● **TASK OBJECTIVE**: Could the data below be retyped exactly, without its pictures?

● **RECORDS TO PROCESS**:
╭──
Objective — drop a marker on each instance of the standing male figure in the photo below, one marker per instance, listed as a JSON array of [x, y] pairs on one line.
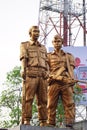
[[34, 69], [61, 67]]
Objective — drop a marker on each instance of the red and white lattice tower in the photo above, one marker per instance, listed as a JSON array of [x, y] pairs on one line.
[[68, 19], [64, 17]]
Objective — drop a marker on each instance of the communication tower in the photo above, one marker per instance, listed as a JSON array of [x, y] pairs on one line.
[[68, 19], [65, 17]]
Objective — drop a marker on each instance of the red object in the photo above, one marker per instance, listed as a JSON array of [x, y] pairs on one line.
[[77, 61]]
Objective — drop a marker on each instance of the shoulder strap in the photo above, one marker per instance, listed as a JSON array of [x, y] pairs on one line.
[[68, 65]]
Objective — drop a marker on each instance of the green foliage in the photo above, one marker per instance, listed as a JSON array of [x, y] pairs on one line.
[[11, 98]]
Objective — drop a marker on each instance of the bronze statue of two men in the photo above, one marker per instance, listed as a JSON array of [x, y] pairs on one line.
[[46, 76]]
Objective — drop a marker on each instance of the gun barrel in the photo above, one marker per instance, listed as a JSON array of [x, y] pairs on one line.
[[81, 81]]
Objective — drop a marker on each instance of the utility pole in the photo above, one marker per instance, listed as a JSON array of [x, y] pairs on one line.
[[84, 23]]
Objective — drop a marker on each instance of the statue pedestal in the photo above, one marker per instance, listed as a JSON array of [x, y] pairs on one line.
[[77, 126], [27, 127]]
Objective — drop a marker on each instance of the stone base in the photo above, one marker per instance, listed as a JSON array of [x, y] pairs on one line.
[[77, 126], [27, 127]]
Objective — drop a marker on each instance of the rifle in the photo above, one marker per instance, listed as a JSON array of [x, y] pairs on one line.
[[58, 77], [23, 93]]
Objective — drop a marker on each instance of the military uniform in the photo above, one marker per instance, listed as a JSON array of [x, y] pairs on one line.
[[35, 79], [64, 89]]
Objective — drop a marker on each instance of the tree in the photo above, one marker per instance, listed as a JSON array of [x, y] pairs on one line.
[[10, 99]]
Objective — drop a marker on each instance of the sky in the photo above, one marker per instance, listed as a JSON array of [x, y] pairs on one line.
[[16, 17]]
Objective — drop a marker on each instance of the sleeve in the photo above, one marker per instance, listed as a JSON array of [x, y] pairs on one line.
[[71, 60], [23, 51]]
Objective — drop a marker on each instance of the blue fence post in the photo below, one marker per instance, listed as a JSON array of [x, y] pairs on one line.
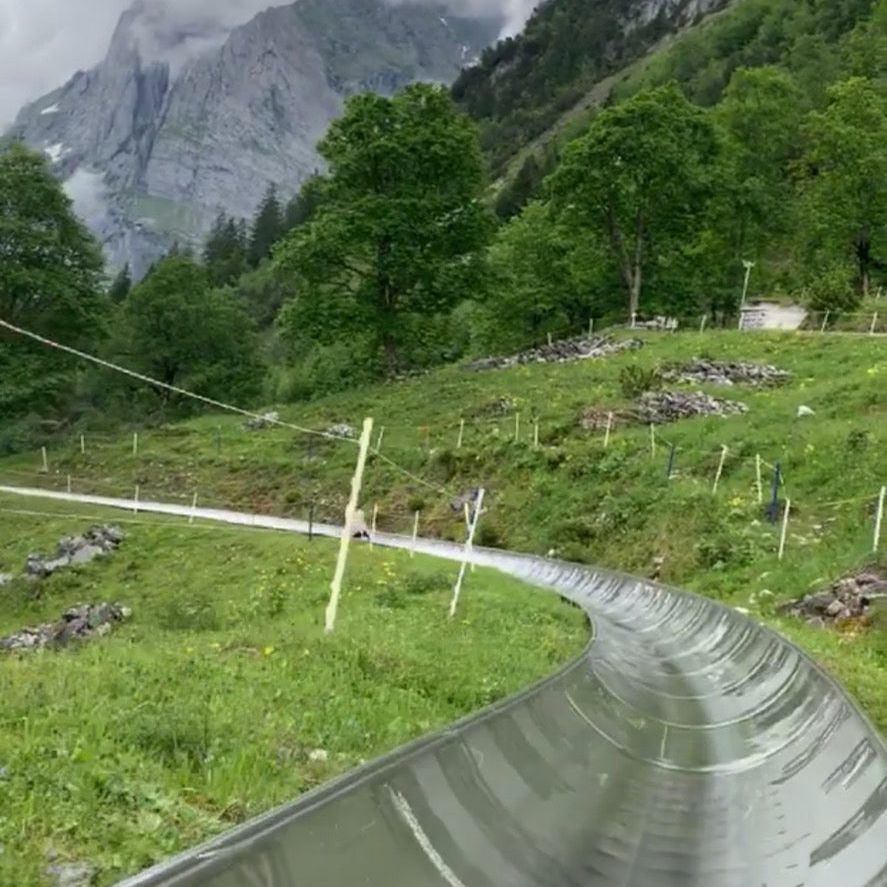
╰──
● **EXPECTED ANSWER**:
Objective — drop a marker on each instance of the standing male figure in the photo below, one marker per instance, listed as a JSON array of [x, y] pairs on one line.
[[34, 69], [61, 67]]
Objective — drop a marker on each instance of the red and white lattice tower in the photo above, one marker per instance, listed as a JSON array of [x, y] pairs on one line.
[[68, 19], [64, 17]]
Objective — drop a marker on each instance of the communication tower in the photo above, one marker per instance, listed as a JSON array of [x, y] pairs on one line.
[[68, 19], [65, 17]]
Objective — drop a marker on each instance of the red object in the photo above, one marker per instance, listed as a JSON array of [x, y] pairs on one line.
[[77, 61]]
Objective — drop a marker on each instance of the shoulder strap in the photo above, one marker per instance, listed as a JSON array of [x, y] pairs on one line.
[[68, 65]]
Objective — drop a marker on each instance of the green foliage in the photo above, one marker per instance, listed as a JSON array of [x, y] pairs on one line.
[[11, 98]]
Objective — drop a marker on each instance of the bronze statue of two men in the photo above, one marker per instance, listed as a JSON array of [x, y] pairs on one line.
[[46, 76]]
Objective — drop a marker on each instance of the gun barrel in the photo above, one marker per instance, listed as a JSON array of [x, y] pairs on one line.
[[81, 81]]
Objective — drop a marker on each instance of the utility pole in the photo above, one marker per instance, listed as a JSON array of [x, y] pairs on one line.
[[84, 23]]
Objective — drop a marker on each instance of the statue pedestal in the photo above, one marker per instance, listed as a JSON array of [x, y] pairs on one line.
[[77, 126], [27, 127]]
Objective — drop a marker on each instance of the stone base in the photo above, one marker per instance, listed as a JSON array of [x, y] pairs on one line.
[[77, 126], [27, 127]]
Objective — drop a marker on each instance of the rifle in the photo above, one marker per instance, listed as a JSON array of [x, y] pairs on one line.
[[58, 77], [23, 93]]
Objective — drop a marker on each instance of the military uniform in the photo above, one marker per instance, listed as a JSON array of [x, y] pairs on one line.
[[35, 79], [64, 89]]
Objective — drop a marker on each instance of the tree in the photo above, one marker per instance, listed as a JSON array of [x, y] pairs on one line.
[[10, 99]]
Objective — drop a marker on each instance of the sky in the photo above, one marker per instance, listed as a JSON array of [x, y] pairs on one line.
[[16, 17]]
Objective — drop a marker on each instance of the sleeve in the photo above, one marker per instance, listed as a JSON array of [x, y] pairs on one line.
[[71, 60], [23, 51]]
Objective — drop a marker on each instance of the blue fence post in the photo below, one marker per instance, listed as a JSON array of [x, y] pairs on one line.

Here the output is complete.